● ВЫПОЛНИТЕ ЗАДАНИЯ
**1)** Определите, согласуются ли с отрывком утверждения (a), (b) и (c). Для каждого ответьте «да» или «нет» и приведите решающие слова отрывка дословно: (a) автор откладывает рассказ о конкретной книге до более подходящего случая; (b) автор называет, к какому автору было применено насилие; (c) в отрывке сказано, что быть невеждой станет единственным средством прожить жизнь приятно и в чести.
**2)** Процитируйте, пожалуйста, часть отрывка от слов «Если же на это» до слов «приятно и в чести.».

Я бы мог указать, к какому автору и какой книге[29], точное опубликование которой имело величайшую важность, было применено такого рода насилие, но оставляю это для более подходящего случая.
Если же на это не обратят серьезного и своевременного внимания те, кто имеет в своем распоряжении средство помощи, и подобная ржавчина будет иметь власть выедать избраннейшие места из лучших книг, совершая такого рода вероломство над осиротелым наследием достойнейших людей после их смерти, то много печали предстоит испытать несчастному роду людскому, на свое несчастье обладающему разумом. Отныне пусть ни один человек не ищет знания или не стремится к большему, чем мирская мудрость, ибо отныне быть невеждой и ленивцем в высших материях, быть обыкновенным тупоголовым неучем — поистине станет единственным средством прожить жизнь приятно и в чести.

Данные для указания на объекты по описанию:
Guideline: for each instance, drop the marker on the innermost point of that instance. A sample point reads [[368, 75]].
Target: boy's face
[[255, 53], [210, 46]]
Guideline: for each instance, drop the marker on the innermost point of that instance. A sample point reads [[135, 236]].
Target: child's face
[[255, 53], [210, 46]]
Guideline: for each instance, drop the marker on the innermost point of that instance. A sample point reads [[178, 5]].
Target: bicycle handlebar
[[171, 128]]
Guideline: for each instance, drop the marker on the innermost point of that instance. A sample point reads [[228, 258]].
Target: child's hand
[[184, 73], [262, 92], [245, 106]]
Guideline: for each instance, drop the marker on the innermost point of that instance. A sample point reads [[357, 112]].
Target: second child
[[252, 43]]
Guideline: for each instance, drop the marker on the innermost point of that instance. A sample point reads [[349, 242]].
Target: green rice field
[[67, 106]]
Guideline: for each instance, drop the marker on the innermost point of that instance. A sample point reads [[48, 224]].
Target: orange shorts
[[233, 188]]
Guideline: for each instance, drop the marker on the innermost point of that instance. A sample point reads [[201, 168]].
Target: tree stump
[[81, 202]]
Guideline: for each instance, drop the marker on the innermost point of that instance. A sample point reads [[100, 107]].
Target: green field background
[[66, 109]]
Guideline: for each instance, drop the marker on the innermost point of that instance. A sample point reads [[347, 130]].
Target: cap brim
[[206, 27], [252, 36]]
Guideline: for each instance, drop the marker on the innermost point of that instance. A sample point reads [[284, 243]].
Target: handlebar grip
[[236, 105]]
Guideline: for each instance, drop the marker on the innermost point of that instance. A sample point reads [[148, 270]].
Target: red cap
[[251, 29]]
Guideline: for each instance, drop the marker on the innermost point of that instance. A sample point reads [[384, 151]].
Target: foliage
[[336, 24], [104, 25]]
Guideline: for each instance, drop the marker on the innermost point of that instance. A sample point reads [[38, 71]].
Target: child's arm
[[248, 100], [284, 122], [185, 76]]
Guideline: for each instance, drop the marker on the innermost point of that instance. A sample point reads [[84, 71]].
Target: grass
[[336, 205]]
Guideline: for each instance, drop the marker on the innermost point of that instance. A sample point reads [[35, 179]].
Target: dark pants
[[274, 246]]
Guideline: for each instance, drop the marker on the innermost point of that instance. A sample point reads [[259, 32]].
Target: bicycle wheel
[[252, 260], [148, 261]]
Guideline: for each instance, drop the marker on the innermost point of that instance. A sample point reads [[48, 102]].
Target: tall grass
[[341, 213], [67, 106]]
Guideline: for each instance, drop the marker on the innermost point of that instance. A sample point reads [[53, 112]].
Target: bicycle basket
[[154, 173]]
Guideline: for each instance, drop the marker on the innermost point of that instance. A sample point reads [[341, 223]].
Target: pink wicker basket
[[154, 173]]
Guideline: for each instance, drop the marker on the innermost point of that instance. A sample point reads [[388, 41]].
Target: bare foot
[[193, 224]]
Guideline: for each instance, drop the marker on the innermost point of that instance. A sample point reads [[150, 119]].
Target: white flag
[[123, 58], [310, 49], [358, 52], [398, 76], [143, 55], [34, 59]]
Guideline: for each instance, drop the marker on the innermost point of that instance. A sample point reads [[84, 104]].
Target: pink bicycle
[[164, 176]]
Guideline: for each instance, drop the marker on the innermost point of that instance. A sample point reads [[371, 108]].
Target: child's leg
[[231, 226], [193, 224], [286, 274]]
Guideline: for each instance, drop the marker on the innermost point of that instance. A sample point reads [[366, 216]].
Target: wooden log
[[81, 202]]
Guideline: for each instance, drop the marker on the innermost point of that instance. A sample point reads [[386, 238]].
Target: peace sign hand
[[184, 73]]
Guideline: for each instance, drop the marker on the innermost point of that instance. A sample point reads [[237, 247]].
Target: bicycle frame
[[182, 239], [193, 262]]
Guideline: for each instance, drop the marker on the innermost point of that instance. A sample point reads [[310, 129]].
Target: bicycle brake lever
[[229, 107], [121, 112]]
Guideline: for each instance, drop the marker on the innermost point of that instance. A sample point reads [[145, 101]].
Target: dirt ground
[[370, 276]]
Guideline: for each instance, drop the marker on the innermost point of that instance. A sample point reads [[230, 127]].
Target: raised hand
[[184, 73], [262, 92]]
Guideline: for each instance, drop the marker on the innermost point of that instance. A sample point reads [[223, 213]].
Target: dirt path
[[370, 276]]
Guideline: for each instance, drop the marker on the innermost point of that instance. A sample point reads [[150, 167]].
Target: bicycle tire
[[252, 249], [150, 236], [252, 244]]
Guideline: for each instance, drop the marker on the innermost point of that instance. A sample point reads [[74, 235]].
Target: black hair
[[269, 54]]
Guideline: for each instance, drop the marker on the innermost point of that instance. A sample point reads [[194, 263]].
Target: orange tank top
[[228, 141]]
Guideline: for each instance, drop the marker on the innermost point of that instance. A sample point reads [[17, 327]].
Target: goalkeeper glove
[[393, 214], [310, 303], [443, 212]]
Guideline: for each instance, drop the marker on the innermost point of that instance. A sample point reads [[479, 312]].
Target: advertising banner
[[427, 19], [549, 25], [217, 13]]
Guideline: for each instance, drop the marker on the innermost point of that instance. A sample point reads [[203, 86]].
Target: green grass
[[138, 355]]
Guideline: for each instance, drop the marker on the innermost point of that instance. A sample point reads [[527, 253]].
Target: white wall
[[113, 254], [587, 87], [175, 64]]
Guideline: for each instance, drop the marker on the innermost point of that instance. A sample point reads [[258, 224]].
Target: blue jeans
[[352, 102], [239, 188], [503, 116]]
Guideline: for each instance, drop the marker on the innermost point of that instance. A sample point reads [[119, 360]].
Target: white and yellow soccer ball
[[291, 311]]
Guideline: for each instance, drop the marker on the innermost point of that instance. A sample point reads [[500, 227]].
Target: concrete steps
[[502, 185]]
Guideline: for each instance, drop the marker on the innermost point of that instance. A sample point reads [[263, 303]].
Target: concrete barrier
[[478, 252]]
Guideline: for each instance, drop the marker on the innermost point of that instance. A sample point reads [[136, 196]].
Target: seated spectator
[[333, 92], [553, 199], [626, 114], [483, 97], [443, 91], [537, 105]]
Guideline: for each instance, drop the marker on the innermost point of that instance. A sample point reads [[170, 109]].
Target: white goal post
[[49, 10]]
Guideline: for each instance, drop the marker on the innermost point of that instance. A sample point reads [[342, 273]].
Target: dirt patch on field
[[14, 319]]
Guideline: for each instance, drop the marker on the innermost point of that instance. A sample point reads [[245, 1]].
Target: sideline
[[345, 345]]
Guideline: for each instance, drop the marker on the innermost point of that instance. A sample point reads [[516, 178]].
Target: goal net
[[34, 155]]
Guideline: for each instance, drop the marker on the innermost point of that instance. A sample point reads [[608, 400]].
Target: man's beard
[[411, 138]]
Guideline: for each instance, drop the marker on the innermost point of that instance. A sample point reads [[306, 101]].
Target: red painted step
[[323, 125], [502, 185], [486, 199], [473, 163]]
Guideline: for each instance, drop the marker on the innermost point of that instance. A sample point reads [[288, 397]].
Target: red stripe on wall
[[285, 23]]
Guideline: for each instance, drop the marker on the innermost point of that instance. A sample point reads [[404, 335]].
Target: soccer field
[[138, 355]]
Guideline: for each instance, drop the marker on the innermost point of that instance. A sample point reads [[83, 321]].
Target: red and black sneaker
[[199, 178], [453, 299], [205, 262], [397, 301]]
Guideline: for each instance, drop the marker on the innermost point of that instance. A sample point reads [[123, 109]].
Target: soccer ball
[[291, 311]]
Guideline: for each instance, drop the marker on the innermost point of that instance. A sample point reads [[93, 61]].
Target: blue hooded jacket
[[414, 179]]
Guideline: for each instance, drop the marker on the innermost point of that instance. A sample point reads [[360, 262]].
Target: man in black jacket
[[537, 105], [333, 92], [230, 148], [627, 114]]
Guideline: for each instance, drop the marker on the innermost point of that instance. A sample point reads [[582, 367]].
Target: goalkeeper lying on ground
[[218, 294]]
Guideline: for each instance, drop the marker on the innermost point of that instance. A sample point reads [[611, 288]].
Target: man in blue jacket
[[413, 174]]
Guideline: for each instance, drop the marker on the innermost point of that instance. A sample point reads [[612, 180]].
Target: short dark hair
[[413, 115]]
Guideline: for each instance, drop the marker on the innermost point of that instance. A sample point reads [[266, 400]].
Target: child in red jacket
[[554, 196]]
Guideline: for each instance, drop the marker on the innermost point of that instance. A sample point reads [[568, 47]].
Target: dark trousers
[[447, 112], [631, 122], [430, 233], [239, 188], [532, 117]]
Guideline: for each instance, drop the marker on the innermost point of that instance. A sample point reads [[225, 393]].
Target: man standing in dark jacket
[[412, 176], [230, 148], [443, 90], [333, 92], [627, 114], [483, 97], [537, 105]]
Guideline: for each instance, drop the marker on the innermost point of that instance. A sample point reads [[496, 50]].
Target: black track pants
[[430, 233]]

...

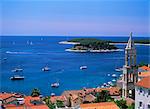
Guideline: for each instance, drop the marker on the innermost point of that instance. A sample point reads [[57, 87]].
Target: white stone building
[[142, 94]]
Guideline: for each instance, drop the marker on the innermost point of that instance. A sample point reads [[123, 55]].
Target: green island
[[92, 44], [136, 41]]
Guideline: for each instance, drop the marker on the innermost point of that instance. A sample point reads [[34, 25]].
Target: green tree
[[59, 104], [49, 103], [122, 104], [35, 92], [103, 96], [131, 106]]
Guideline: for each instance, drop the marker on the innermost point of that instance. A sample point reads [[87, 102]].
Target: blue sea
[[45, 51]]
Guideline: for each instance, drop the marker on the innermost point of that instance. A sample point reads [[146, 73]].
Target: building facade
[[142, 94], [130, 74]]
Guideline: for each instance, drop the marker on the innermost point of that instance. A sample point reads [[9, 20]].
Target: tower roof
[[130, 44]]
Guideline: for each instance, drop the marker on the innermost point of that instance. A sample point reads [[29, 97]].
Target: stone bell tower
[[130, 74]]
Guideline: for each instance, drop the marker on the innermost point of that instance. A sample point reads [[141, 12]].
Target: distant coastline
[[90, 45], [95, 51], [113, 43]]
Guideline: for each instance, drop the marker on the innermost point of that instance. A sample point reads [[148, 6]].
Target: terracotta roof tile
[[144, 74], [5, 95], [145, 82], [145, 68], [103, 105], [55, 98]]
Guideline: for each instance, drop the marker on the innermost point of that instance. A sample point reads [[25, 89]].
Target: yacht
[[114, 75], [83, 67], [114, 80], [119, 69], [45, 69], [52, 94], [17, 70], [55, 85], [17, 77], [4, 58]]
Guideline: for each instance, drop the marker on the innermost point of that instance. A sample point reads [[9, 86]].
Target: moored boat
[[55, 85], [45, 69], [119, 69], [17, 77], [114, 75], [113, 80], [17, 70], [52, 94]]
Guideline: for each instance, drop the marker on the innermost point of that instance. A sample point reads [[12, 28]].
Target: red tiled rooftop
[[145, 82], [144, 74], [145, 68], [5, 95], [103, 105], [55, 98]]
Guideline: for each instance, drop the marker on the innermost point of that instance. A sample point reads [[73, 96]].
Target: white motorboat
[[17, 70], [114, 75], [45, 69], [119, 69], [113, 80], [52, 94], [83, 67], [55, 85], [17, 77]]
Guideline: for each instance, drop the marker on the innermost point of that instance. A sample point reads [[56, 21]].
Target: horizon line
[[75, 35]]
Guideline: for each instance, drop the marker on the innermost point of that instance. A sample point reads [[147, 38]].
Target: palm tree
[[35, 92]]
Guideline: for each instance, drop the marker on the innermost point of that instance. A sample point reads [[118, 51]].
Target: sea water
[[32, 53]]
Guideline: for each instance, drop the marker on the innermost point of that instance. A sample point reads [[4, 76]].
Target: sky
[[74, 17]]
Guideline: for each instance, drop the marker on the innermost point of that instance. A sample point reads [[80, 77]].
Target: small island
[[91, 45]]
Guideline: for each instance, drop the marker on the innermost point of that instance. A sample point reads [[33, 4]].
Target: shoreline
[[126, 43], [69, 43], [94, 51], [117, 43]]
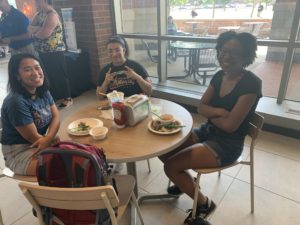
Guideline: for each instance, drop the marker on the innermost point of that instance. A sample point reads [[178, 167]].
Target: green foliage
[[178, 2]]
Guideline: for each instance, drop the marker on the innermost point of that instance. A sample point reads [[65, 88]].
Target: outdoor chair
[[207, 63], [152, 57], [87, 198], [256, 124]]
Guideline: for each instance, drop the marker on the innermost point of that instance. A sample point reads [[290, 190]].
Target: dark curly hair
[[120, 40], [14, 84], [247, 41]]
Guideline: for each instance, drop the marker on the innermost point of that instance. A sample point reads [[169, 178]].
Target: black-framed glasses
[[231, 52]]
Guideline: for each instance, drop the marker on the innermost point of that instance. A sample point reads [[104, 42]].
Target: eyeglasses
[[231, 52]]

● ОТВЕТЫ ПО ЗАДАНИЯМ
**1)**
(a) Да: «но оставляю это для более подходящего случая».
(b) Нет: «Я бы мог указать, к какому автору и какой книге[29], точное опубликование которой имело величайшую важность, было применено такого рода насилие, но оставляю это для более подходящего случая».
(c) Да: «быть невеждой и ленивцем в высших материях, быть обыкновенным тупоголовым неучем — поистине станет единственным средством прожить жизнь приятно и в чести».

**2)**
Если же на это не обратят серьезного и своевременного внимания те, кто имеет в своем распоряжении средство помощи, и подобная ржавчина будет иметь власть выедать избраннейшие места из лучших книг, совершая такого рода вероломство над осиротелым наследием достойнейших людей после их смерти, то много печали предстоит испытать несчастному роду людскому, на свое несчастье обладающему разумом. Отныне пусть ни один человек не ищет знания или не стремится к большему, чем мирская мудрость, ибо отныне быть невеждой и ленивцем в высших материях, быть обыкновенным тупоголовым неучем — поистине станет единственным средством прожить жизнь приятно и в чести.